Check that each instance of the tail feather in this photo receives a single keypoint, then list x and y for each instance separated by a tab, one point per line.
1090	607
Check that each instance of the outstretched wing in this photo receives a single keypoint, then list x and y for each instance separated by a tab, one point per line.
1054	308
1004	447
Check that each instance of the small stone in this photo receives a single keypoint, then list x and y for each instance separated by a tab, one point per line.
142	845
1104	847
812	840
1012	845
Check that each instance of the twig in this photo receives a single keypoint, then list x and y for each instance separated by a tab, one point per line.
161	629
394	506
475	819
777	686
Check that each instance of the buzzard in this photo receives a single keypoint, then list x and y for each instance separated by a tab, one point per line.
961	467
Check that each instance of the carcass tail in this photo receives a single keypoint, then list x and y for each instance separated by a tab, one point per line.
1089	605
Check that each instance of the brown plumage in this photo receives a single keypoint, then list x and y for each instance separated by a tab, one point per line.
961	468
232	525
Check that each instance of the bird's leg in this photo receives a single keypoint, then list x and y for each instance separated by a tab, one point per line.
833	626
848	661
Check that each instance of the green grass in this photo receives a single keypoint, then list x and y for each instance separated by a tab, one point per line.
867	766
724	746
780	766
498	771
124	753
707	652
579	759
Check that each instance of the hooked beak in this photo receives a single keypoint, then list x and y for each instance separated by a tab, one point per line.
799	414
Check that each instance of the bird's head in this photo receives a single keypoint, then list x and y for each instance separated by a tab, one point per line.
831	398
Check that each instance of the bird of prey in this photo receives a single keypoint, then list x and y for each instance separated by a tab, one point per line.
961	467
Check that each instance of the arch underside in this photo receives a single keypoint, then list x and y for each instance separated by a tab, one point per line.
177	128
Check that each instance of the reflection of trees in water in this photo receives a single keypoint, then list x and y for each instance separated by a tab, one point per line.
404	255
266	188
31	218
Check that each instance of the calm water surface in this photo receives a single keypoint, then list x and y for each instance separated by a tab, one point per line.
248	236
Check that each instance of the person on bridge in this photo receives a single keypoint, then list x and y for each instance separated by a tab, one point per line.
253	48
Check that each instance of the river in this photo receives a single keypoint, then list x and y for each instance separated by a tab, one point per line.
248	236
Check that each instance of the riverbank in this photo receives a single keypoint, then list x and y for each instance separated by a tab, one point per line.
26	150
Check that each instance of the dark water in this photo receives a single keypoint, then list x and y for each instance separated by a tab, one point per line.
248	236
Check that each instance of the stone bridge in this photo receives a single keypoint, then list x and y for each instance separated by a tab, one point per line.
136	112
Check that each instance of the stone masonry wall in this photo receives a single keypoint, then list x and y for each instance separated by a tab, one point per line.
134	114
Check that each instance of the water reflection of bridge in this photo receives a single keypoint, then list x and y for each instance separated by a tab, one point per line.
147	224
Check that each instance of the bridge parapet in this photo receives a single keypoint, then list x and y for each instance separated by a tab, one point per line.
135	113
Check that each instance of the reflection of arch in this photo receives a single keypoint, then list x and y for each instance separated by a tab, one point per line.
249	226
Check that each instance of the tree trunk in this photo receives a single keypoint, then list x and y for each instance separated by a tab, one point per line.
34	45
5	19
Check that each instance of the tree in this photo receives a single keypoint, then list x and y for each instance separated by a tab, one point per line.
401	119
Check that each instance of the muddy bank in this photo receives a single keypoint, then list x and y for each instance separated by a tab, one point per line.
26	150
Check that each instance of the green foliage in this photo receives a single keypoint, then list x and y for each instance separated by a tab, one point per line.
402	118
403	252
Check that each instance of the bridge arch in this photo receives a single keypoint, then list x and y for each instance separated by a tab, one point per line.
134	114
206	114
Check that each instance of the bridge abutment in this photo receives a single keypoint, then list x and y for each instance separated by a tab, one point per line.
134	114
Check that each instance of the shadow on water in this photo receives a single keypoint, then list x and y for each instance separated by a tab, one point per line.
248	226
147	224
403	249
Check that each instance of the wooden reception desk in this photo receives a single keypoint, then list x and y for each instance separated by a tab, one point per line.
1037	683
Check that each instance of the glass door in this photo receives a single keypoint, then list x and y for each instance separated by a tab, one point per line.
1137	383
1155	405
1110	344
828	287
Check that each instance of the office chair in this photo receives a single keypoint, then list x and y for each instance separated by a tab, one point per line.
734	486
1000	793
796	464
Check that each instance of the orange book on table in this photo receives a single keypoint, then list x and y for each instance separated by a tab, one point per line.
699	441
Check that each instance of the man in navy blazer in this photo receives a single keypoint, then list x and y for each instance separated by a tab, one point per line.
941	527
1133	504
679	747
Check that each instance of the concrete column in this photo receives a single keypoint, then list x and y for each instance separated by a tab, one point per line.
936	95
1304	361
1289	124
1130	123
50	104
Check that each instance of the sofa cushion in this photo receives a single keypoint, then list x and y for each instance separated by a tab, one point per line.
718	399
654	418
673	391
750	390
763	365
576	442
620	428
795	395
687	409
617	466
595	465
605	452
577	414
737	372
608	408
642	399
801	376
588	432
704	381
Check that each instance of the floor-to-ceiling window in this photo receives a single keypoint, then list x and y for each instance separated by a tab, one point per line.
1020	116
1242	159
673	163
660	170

+++

Output the records verbatim, from the first line to the last.

Check that each instance of the tail feather in this photo receives a single keypoint, then list x and y for each instance separated by a tab, one point per line.
1090	607
Check that each instance of the outstretched wing in this photo receives a single keypoint, then list x and y for each instance separated by a tab, one point per line.
1054	308
1004	447
Check that each instance of the small stone in this photo receives a single keypoint, then list x and y for each instance separated by a tab, one point per line.
142	845
1104	847
812	840
1012	845
Check that each instance of the twig in this photo receives a single keypoint, then list x and y for each instance separated by a tab, one point per line.
161	629
394	506
475	819
777	686
Check that each instance of the buzzard in this photo receives a single keypoint, then list x and y for each instance separated by a tab, one point per line.
961	467
Check that each instance of the carcass tail in this photo receives a single keypoint, then list x and y for each instance separated by a tab, one point per line.
1089	605
Check that each instance of the brown plumage in this photo receives a single keypoint, then list x and y for each instance separated by a tab, one point per line.
961	468
232	525
Check that each instance of the bird's leg in this photo receives a single keypoint, then list x and y for each instance separated by a tab, one point per line.
833	626
848	661
Check that each instance of the green grass in this photo receives a single keypoint, then list x and y for each instance separated by a tab, one point per line.
867	766
724	746
780	766
498	771
124	753
707	652
579	759
Check that each instance of the hooked beak in this photo receives a single keypoint, then list x and y for each instance separated by a tab, one point per line.
799	414
Check that each instance of the bird's head in this photo receives a single keypoint, then list x and y for each instance separated by a tab, one point per line.
831	398
Check that each instance of the bird of prey in this photo receives a single keypoint, then list x and y for each instance separated by a tab, one point per line.
961	467
Check that each instance of the arch underside in this photo receives a single keypoint, then list x and y for each instance separated by a tab, one point per line.
177	128
Check that each instance of the reflection of trees in water in this photo receives a single keypoint, then list x and y for each instance separated by a tab, one point per line.
404	255
266	188
31	218
Check that each instance of the calm water surface in this photo receives a single keypoint, then list x and y for each instance separated by a tab, one point per line.
248	236
Check that each instance of the person on bridge in this photo receives a single keypoint, then list x and y for each instance separated by a tab, one point per line.
253	48
Check that each instance of the river in this photo receives a single keypoint, then list x and y for each instance separated by a tab, one point per line.
248	236
Check that each instance of the riverbank in this photo receives a single keypoint, then list x and y for each instance separated by a tab, one point per line.
26	150
Check that each instance of the dark water in this photo receives a single keypoint, then list x and y for each instance separated by a tab, one point per line.
248	236
Check that each instance of the stone bridge in this photo receives a single keypoint, then list x and y for each instance separated by a tab, one point per line.
136	112
Check that each instance of the stone masonry wall in this photo receives a single keypoint, then list x and y for each instance separated by a tab, one point per line.
134	114
Check that each instance of the water reflection of bridge in this photo receives a single keypoint, then list x and y for each instance separated by a tab, one point per line.
147	224
Check that each instance of the bridge parapet in this photo receives a single keypoint, then list x and y for each instance separated by a tab, one point per line.
135	113
Check that each instance of the reflection of arch in this photo receives a single keypoint, then list x and y for each instance separated by a tab, one point per line.
249	226
Check that each instance of the tree trunk in this photo receives a single keypoint, then list x and y for each instance separated by a tab, one point per line.
34	45
5	19
Check that each instance of the tree in this photo receives a single keypoint, then list x and y for each instance separated by a tab, one point per line.
401	119
Check that each instance of the muddy bank in this photo receives a single keypoint, then list x and y for each instance separated by a tab, one point per line.
26	150
Check that each instance of the green foliage in this photo receives a single keypoint, then list x and y for each instance separated by a tab, one point per line.
402	118
403	252
Check that each instance of the bridge arch in this photo receives a single keypoint, then list x and y for each instance separated by a tab, one point per line.
134	114
206	114
Check that each instance of the bridge abutment in this photo receives a single keypoint, then list x and y for each instance separated by a tab, one point per line.
134	114
Check that each instance of the shadow on water in this photo receives a single keypoint, then list x and y for each instance separated by a tab, one point per line.
248	226
147	224
403	249
Check that each instance of the wooden reception desk in this photo receives a single keypoint, then list x and y for each instance separated by a tab, one point per line.
1037	683
Check that each instance of the glass door in this photo receives a single keypoint, then list x and y for each instance separated by a tab, one point per line.
1137	383
1155	405
1110	344
828	287
Check that each instance of the office chair in this photo receives a single keypoint, then list x and y for each instance separated by a tab, one point per line.
734	486
1000	793
796	464
Check that each instance of the orange book on table in this photo receives a single keypoint, then list x and y for each instance separated by a tab, one point per line.
699	441
Check that each instance of the man in navy blazer in this photo receives a single keypoint, then list x and y for each instance separated by a tab, one point per line.
941	527
1133	504
679	747
Check that each instance of the concrete column in this photo receives a single keypoint, then list x and y for each instance separated by a tab, one point per line.
936	95
1304	361
1289	124
1130	123
50	104
Check that each instance of the sofa cushion in this photo receives a single keypoint, then list x and y for each instance separated by a tab, one point per line.
718	399
654	418
673	391
750	390
763	365
576	442
620	428
795	395
687	409
617	466
595	465
605	452
577	414
737	372
608	408
642	399
801	376
588	432
704	381
Check that each instance of the floor-to-ceiling window in this photo receives a single keypoint, then list x and y for each instance separated by a tab, one point per line.
1020	116
1242	159
673	163
660	170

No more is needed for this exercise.